● WHAT NEEDS TO BE DONE:
Begin at the line that contains "Please pick out the cloudy" and repeat every line from there to the end of the records below, inclusive, without adding any other line.

● STORED DATA:

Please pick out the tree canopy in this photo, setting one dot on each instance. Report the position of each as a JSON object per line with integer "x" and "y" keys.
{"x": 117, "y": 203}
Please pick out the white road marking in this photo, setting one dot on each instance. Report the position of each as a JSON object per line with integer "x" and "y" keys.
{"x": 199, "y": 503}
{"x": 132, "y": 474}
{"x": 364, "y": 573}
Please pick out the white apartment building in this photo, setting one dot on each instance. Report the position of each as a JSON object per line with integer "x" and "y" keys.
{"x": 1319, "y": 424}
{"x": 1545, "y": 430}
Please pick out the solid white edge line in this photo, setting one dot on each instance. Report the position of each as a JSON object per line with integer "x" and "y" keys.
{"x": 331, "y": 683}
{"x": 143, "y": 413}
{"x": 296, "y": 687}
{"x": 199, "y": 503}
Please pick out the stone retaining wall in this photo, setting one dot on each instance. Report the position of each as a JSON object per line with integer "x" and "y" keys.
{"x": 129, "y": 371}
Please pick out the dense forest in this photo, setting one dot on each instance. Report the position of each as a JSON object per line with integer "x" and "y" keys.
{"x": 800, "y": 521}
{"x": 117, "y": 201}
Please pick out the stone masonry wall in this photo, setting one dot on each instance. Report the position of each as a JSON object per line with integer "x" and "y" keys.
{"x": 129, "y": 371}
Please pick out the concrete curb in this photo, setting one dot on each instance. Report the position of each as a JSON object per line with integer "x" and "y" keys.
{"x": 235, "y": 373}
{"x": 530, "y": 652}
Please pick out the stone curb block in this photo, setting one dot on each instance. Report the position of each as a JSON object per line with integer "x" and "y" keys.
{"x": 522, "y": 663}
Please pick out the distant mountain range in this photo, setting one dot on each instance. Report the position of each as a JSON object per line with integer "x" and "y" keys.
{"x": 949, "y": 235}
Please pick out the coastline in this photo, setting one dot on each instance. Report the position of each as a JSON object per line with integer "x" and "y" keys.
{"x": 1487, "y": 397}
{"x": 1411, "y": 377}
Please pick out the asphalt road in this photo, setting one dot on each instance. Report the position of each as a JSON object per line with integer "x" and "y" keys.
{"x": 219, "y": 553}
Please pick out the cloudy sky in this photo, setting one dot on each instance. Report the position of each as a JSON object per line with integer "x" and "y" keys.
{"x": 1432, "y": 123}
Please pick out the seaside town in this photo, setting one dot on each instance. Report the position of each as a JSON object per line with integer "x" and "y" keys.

● ANSWER TO THE PROBLEM:
Please pick out the cloudy sky in this photo, setting one dot on each instance. Report the position of each as a JSON object per line with integer "x" and "y" keys.
{"x": 1432, "y": 123}
Please pick out the seaside town in this photo, setting one dot on each instance. Report the position of each as a JSON object per line with integer "x" and "y" keys.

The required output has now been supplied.